WORK REQUEST → Please repeat word for word the line containing "the side window" and every following line up to and including the last one below, pictures excluded.
[AVAILABLE RECORDS]
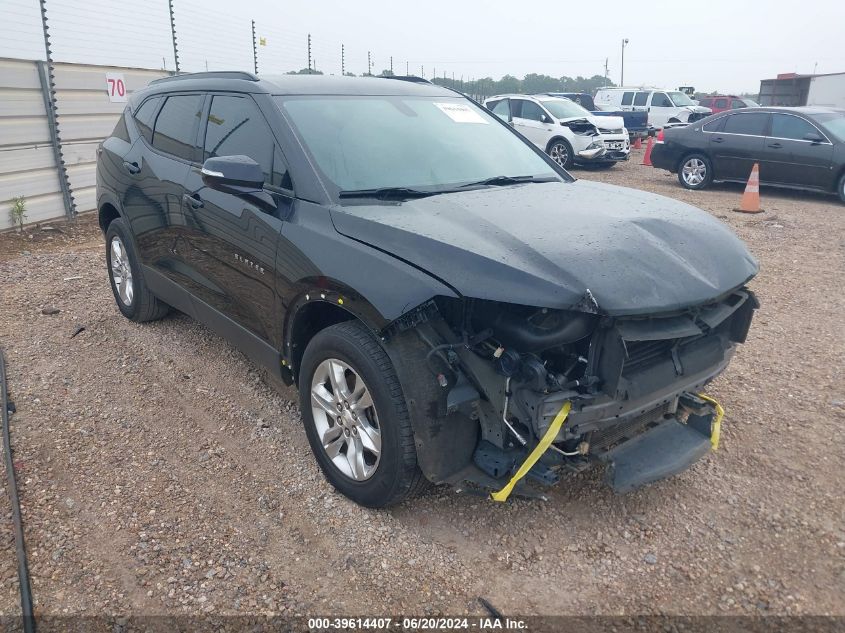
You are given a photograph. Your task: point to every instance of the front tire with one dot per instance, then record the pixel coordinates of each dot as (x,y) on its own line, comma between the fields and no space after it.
(133,298)
(695,171)
(356,418)
(560,151)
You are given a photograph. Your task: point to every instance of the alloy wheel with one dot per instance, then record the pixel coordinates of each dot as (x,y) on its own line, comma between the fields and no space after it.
(122,271)
(694,172)
(346,420)
(559,153)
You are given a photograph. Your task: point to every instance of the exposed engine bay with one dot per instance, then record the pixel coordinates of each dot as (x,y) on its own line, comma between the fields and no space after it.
(499,373)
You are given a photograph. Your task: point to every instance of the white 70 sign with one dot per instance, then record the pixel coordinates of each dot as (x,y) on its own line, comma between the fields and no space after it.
(115,87)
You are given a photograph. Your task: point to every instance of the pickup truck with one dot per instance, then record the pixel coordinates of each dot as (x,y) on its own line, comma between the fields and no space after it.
(635,122)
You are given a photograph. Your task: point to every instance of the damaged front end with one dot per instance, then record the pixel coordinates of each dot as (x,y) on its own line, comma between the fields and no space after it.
(486,380)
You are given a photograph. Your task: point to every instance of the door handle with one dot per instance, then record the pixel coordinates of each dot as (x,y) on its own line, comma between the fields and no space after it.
(194,200)
(132,168)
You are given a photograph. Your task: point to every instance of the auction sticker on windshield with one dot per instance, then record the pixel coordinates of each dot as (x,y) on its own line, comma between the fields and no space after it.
(461,113)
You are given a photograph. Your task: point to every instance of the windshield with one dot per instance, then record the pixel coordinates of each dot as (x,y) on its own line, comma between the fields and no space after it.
(680,99)
(564,108)
(373,142)
(833,123)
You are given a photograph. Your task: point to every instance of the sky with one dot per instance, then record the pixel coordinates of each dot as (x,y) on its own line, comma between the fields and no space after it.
(718,45)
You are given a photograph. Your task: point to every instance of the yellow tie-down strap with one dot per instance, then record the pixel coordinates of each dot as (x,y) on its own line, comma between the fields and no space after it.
(716,425)
(536,454)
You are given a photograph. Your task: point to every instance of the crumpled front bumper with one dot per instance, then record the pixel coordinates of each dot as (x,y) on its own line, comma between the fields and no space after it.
(658,453)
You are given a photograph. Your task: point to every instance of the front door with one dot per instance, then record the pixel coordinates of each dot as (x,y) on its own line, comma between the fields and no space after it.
(532,122)
(661,109)
(155,168)
(232,240)
(739,145)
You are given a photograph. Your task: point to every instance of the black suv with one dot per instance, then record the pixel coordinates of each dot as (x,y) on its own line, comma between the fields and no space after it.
(453,306)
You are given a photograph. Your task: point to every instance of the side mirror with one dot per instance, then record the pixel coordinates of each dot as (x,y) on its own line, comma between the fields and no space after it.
(232,174)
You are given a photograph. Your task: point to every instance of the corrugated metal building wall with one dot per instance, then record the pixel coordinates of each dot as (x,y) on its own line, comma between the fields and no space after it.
(27,163)
(85,116)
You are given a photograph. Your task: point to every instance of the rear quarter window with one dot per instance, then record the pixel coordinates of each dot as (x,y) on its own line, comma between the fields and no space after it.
(176,126)
(120,130)
(145,117)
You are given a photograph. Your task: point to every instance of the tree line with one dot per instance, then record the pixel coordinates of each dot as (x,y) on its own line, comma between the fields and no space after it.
(532,83)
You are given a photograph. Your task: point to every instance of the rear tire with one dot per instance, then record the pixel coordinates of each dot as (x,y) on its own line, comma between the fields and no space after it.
(695,171)
(133,298)
(560,151)
(352,404)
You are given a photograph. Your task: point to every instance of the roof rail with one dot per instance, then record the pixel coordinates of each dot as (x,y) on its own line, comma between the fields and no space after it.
(410,78)
(217,74)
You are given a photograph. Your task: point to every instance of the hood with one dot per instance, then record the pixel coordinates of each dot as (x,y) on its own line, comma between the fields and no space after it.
(606,122)
(548,244)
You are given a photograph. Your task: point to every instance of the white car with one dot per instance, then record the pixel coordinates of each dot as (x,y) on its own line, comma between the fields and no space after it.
(567,132)
(664,107)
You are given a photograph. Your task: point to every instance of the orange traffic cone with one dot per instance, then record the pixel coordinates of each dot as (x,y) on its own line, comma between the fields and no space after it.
(751,198)
(647,155)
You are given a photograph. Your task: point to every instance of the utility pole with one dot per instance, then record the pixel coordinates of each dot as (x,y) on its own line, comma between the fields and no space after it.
(254,50)
(173,35)
(622,67)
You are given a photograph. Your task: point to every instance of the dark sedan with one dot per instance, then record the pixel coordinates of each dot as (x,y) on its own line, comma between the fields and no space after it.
(801,148)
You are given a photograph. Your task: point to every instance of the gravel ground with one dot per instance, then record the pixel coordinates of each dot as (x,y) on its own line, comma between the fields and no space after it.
(161,473)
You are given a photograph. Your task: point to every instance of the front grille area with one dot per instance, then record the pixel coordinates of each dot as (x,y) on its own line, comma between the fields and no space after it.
(642,354)
(608,438)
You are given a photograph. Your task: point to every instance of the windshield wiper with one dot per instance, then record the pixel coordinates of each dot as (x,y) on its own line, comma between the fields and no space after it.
(501,181)
(387,193)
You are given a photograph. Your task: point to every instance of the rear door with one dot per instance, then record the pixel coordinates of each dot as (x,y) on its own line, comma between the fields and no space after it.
(156,167)
(532,121)
(795,160)
(738,145)
(232,240)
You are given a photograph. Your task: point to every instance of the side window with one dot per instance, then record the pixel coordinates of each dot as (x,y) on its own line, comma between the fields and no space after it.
(144,117)
(176,126)
(236,127)
(787,126)
(501,109)
(661,100)
(120,130)
(751,123)
(532,111)
(715,125)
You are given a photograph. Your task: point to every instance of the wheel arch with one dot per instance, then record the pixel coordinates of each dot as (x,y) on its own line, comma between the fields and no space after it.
(558,137)
(108,210)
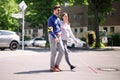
[/AVAILABLE RECORDS]
OUTPUT →
You are given a photograph. Your task: point to every instance of the side window with one dot per instance, then record the pixel coordinates of each dot as (x,y) on its own line, comma between the fields and no space after it.
(144,117)
(176,126)
(236,127)
(787,126)
(501,109)
(661,100)
(120,130)
(751,123)
(532,111)
(715,125)
You are given a photograph. Your task: point to every instance of the wheel arch with one dot per instance, then record the pixel coordinates of each dot as (x,y) on its own line, comma between the fields and no space after it.
(558,137)
(108,210)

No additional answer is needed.